Dataset entries
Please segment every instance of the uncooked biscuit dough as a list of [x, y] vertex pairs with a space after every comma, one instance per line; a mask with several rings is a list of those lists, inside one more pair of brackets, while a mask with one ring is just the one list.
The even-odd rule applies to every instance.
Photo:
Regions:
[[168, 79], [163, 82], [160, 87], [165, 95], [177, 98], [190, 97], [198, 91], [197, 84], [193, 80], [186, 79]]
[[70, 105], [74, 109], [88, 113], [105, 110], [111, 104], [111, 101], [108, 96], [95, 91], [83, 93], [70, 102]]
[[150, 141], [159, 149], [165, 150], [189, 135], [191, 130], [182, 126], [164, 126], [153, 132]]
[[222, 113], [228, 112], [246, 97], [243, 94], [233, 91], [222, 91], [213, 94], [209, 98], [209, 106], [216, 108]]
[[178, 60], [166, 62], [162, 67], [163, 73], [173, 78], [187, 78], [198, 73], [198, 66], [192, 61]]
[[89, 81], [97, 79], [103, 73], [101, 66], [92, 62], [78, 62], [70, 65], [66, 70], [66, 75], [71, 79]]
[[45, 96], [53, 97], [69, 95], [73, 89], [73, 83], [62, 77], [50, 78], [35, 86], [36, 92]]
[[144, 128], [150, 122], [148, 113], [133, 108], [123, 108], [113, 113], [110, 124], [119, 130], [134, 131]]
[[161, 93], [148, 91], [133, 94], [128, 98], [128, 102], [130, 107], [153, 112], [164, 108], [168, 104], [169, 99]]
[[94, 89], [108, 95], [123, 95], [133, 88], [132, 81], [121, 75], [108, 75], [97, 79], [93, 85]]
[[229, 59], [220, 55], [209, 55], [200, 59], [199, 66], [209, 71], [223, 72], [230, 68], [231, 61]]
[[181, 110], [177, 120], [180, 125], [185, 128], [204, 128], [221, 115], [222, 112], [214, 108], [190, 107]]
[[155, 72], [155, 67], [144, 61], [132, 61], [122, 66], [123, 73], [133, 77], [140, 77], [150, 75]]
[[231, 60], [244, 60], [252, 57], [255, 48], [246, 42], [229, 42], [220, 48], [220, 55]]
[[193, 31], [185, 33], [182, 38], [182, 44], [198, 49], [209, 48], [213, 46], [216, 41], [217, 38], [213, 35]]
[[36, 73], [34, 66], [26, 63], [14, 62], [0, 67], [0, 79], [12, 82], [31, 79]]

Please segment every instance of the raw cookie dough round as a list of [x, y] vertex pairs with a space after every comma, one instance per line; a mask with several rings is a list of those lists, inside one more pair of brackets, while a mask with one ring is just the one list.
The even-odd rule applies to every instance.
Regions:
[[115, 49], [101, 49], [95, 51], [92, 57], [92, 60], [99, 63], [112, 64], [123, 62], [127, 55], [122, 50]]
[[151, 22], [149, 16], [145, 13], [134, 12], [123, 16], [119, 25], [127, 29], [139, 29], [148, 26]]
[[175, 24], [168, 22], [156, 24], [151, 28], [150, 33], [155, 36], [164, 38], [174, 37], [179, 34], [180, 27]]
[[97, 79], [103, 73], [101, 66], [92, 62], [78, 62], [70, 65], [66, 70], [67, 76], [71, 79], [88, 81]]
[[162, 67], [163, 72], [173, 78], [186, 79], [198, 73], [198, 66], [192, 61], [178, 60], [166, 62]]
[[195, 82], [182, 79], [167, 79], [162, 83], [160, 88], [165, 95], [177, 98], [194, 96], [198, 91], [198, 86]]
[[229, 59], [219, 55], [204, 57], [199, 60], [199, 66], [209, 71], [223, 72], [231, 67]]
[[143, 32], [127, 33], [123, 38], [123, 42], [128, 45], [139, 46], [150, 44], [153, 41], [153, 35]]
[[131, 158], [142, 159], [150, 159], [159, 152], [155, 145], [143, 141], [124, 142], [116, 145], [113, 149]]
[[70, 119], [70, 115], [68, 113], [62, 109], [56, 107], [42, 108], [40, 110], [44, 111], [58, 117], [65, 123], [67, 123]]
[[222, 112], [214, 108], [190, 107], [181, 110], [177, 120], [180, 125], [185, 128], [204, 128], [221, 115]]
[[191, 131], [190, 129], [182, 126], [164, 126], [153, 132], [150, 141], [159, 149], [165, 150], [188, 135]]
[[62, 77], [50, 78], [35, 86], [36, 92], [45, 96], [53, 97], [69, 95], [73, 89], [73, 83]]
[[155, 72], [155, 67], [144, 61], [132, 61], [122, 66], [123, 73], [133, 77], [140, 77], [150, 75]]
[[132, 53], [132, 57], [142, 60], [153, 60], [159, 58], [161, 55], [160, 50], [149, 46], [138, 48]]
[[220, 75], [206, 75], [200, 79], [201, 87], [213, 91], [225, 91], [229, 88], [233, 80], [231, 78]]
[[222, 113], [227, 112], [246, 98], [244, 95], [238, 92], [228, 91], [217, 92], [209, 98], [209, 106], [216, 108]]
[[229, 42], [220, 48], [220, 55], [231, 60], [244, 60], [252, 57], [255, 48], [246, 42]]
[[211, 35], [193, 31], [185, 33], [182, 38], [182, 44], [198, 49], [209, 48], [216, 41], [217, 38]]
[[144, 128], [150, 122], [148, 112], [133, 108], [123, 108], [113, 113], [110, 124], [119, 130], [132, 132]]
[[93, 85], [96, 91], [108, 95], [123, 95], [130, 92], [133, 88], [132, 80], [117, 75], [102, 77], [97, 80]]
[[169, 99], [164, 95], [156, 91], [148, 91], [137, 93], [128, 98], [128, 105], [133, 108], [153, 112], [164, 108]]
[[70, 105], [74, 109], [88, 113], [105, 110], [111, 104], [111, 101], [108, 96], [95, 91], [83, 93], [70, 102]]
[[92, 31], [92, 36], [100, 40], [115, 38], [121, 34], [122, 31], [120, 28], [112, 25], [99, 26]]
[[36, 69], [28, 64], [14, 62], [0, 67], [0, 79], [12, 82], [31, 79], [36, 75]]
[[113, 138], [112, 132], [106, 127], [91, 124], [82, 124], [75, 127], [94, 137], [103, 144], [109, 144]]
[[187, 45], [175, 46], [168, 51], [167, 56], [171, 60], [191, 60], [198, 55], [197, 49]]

_Work to be completed_
Rewrite all of the entries above, changing every "vertex pairs" to "coordinate pairs" and leaving everything else as it is.

_Correct output_
Please segment every instance of the uncooked biscuit dough as a list of [x, y] coordinate pairs with a space after every comma, one instance per line; a mask with several rings is a list of those lists, inside one more pair of brackets, while a mask with one ring is just the one list.
The even-odd rule applies to every instance.
Photo:
Regions:
[[168, 79], [163, 82], [160, 87], [165, 95], [177, 98], [190, 97], [198, 91], [197, 84], [193, 80], [186, 79]]
[[70, 105], [74, 109], [88, 113], [105, 110], [111, 104], [111, 101], [108, 96], [95, 91], [83, 93], [70, 102]]
[[150, 141], [159, 149], [165, 150], [189, 135], [191, 130], [182, 126], [164, 126], [153, 132]]
[[222, 113], [228, 112], [246, 97], [243, 94], [233, 91], [222, 91], [213, 94], [209, 98], [209, 106], [216, 108]]
[[178, 60], [166, 62], [162, 67], [163, 73], [173, 78], [187, 78], [198, 73], [198, 66], [192, 61]]
[[89, 81], [97, 79], [103, 73], [101, 66], [92, 62], [78, 62], [70, 65], [66, 70], [66, 75], [71, 79]]
[[45, 96], [53, 97], [69, 95], [73, 89], [73, 83], [62, 77], [50, 78], [35, 86], [36, 92]]
[[144, 128], [150, 122], [148, 113], [133, 108], [123, 108], [113, 113], [110, 124], [119, 130], [134, 131]]
[[161, 93], [148, 91], [133, 94], [128, 98], [128, 102], [130, 107], [153, 112], [164, 108], [168, 104], [169, 99]]
[[94, 89], [108, 95], [123, 95], [133, 88], [132, 81], [121, 75], [108, 75], [97, 79], [93, 85]]
[[229, 59], [220, 55], [209, 55], [200, 59], [199, 66], [209, 71], [223, 72], [230, 68], [231, 61]]
[[181, 110], [177, 120], [180, 125], [185, 128], [204, 128], [221, 115], [222, 112], [214, 108], [190, 107]]
[[155, 72], [155, 67], [144, 61], [132, 61], [122, 66], [123, 73], [133, 77], [140, 77], [150, 75]]
[[231, 60], [244, 60], [252, 57], [255, 48], [246, 42], [229, 42], [220, 48], [220, 55]]
[[193, 31], [185, 33], [182, 38], [182, 44], [198, 49], [209, 48], [213, 46], [216, 41], [217, 38], [213, 35]]
[[36, 73], [34, 66], [26, 63], [14, 62], [0, 67], [0, 79], [12, 82], [31, 79]]

Please segment every instance of the raw cookie dough round as a list of [x, y] coordinate pairs with a space after every comma, one instance per line; a mask with several rings is a list of those lists, inside one more pair of brackets, while a mask with one ring is just the one list.
The even-odd rule applies to every instance.
Regions:
[[115, 49], [101, 49], [95, 51], [92, 57], [92, 60], [99, 63], [112, 64], [123, 62], [127, 55], [122, 50]]
[[151, 22], [149, 16], [145, 13], [134, 12], [123, 16], [119, 25], [127, 29], [139, 29], [148, 26]]
[[175, 24], [168, 22], [156, 24], [151, 28], [150, 33], [155, 36], [164, 38], [174, 37], [179, 34], [180, 27]]
[[97, 79], [103, 73], [101, 66], [92, 62], [78, 62], [70, 65], [66, 70], [67, 76], [71, 79], [88, 81]]
[[162, 67], [163, 72], [173, 78], [186, 79], [198, 73], [198, 66], [192, 61], [178, 60], [166, 62]]
[[195, 82], [182, 79], [167, 79], [162, 83], [160, 88], [165, 95], [177, 98], [194, 96], [198, 91], [198, 86]]
[[229, 59], [219, 55], [204, 57], [199, 60], [199, 66], [209, 71], [223, 72], [231, 67]]
[[143, 32], [127, 33], [123, 38], [123, 42], [128, 45], [139, 46], [150, 44], [153, 41], [153, 35]]
[[131, 158], [142, 159], [150, 159], [159, 152], [155, 145], [143, 141], [124, 142], [116, 145], [113, 149]]
[[70, 119], [70, 115], [68, 113], [62, 109], [56, 107], [42, 108], [40, 110], [44, 111], [58, 117], [65, 123], [67, 123]]
[[222, 112], [214, 108], [190, 107], [181, 110], [177, 120], [180, 125], [185, 128], [204, 128], [221, 115]]
[[191, 131], [190, 129], [182, 126], [164, 126], [153, 132], [150, 141], [159, 149], [165, 150], [188, 135]]
[[62, 77], [50, 78], [35, 86], [36, 92], [45, 96], [53, 97], [69, 95], [73, 89], [73, 83]]
[[155, 72], [155, 67], [144, 61], [132, 61], [122, 66], [123, 73], [133, 77], [140, 77], [150, 75]]
[[132, 53], [132, 57], [142, 60], [153, 60], [159, 58], [161, 55], [160, 50], [149, 46], [138, 48]]
[[220, 75], [206, 75], [200, 79], [201, 87], [213, 91], [225, 91], [229, 88], [233, 80], [231, 78]]
[[222, 113], [227, 112], [246, 98], [244, 95], [238, 92], [228, 91], [217, 92], [209, 98], [209, 106], [216, 108]]
[[229, 42], [220, 48], [220, 55], [231, 60], [244, 60], [252, 57], [255, 48], [246, 42]]
[[211, 35], [193, 31], [185, 33], [182, 38], [182, 44], [198, 49], [209, 48], [216, 41], [217, 38]]
[[144, 128], [150, 122], [148, 112], [133, 108], [123, 108], [113, 113], [110, 124], [119, 130], [132, 132]]
[[93, 85], [96, 91], [108, 95], [123, 95], [130, 92], [133, 88], [132, 80], [117, 75], [102, 77], [97, 80]]
[[169, 99], [164, 95], [156, 91], [148, 91], [137, 93], [128, 98], [128, 105], [133, 108], [153, 112], [164, 108]]
[[70, 105], [74, 109], [88, 113], [105, 110], [111, 104], [111, 101], [108, 96], [95, 91], [83, 93], [70, 102]]
[[92, 31], [92, 36], [100, 40], [115, 38], [121, 34], [122, 31], [120, 28], [112, 25], [99, 26]]
[[36, 69], [28, 64], [14, 62], [0, 67], [0, 79], [12, 82], [31, 79], [36, 75]]
[[113, 138], [112, 132], [106, 127], [91, 124], [82, 124], [75, 127], [94, 137], [103, 144], [109, 144]]
[[187, 45], [175, 46], [168, 51], [167, 56], [171, 60], [191, 60], [198, 55], [197, 49]]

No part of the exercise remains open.